** Source records follows **

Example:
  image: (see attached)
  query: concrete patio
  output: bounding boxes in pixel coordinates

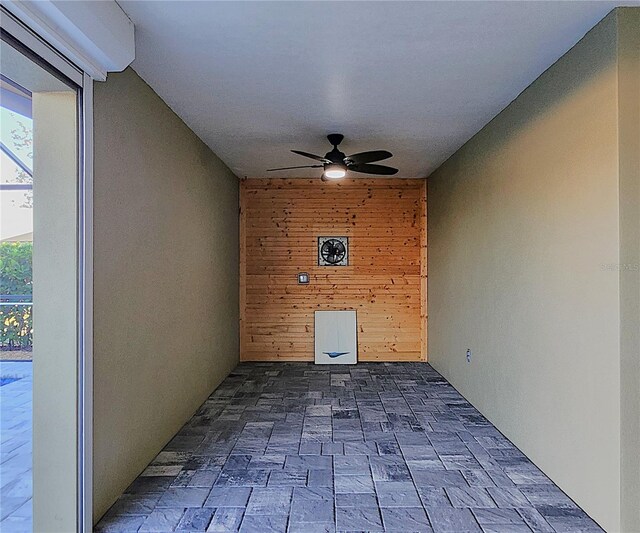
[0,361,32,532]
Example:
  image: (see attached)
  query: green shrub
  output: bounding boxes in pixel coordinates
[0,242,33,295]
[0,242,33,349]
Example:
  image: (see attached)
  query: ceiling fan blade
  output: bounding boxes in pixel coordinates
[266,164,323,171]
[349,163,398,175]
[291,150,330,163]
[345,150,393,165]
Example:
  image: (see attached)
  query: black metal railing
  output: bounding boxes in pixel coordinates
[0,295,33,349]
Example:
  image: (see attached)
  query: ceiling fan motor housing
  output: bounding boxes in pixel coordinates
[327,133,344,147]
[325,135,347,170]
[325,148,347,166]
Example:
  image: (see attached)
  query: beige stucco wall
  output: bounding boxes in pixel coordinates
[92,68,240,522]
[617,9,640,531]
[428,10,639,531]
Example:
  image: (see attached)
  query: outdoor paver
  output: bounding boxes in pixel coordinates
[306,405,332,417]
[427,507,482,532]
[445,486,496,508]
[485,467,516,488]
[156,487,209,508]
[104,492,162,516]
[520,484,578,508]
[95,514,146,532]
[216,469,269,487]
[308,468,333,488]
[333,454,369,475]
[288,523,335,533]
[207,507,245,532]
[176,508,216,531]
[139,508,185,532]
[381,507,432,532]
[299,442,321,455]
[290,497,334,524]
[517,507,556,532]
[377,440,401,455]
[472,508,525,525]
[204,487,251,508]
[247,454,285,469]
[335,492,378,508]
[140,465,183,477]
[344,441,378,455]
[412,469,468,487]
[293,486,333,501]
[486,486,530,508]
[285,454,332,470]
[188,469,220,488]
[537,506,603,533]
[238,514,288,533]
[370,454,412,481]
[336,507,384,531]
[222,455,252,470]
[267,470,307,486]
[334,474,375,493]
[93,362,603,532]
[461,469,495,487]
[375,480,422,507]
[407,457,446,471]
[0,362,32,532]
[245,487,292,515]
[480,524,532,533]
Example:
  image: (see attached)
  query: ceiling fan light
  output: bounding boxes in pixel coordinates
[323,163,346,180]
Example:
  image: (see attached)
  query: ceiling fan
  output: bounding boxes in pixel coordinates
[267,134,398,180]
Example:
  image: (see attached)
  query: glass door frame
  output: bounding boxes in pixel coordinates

** End of Source records **

Exercise requirements: Your answer must be the records above, word for word, with every picture left out.

Finished exercise:
Example:
  image: (see attached)
  query: concrete patio
  output: bounding boxes in pixel coordinates

[0,361,32,532]
Example:
  image: (see attached)
  query: green shrub
  output: bounding boxes in pixel coordinates
[0,242,33,295]
[0,242,33,349]
Example:
  image: (see attached)
  query: ceiling fan blade
  output: bounding boxes in pixel coordinates
[266,164,323,171]
[349,163,398,175]
[291,150,330,163]
[345,150,393,165]
Example:
  image: (see attached)
  query: black metal railing
  output: bounding boxes in pixel coordinates
[0,295,33,349]
Example:
  image: (see attached)
  query: ceiling fan motor housing
  output: bounding boxes in pixel coordinates
[327,133,344,147]
[325,135,347,170]
[325,148,347,166]
Example:
  image: (see attached)
  query: beige stucco wall
  output: bounding boxes in pixel coordinates
[92,68,240,522]
[617,9,640,531]
[428,10,639,531]
Example:
  image: (see attached)
  query: outdoor paver
  output: bounding boxes in pixel coordinates
[306,405,332,417]
[427,507,482,532]
[445,486,496,508]
[485,467,516,488]
[156,487,209,508]
[104,492,162,516]
[520,484,578,508]
[95,514,146,532]
[216,469,269,487]
[308,468,333,488]
[333,454,369,475]
[288,523,335,533]
[207,507,245,532]
[176,508,216,531]
[139,508,185,532]
[381,507,432,532]
[299,442,321,455]
[290,497,334,524]
[517,507,556,532]
[377,440,401,455]
[472,508,525,525]
[204,487,251,508]
[247,454,285,469]
[335,492,378,508]
[140,465,183,477]
[344,441,378,455]
[412,469,468,487]
[293,486,333,501]
[486,486,530,508]
[285,454,332,470]
[188,469,220,488]
[537,506,603,533]
[238,514,288,533]
[370,454,412,481]
[336,507,384,531]
[222,455,252,470]
[267,470,307,486]
[334,474,375,493]
[93,362,603,532]
[461,469,495,487]
[375,480,422,507]
[407,457,446,471]
[0,362,32,532]
[245,487,292,515]
[480,524,532,533]
Example:
  image: (see attached)
  query: ceiling fan light
  output: bounding boxes in pixel coordinates
[323,163,346,180]
Example:
  image: (see attached)
  query: ceiling fan
  output: bounding boxes in pixel coordinates
[267,134,398,180]
Example:
  image: (see attached)
  query: glass door frame
  output: bounding boxes in pixel coordinates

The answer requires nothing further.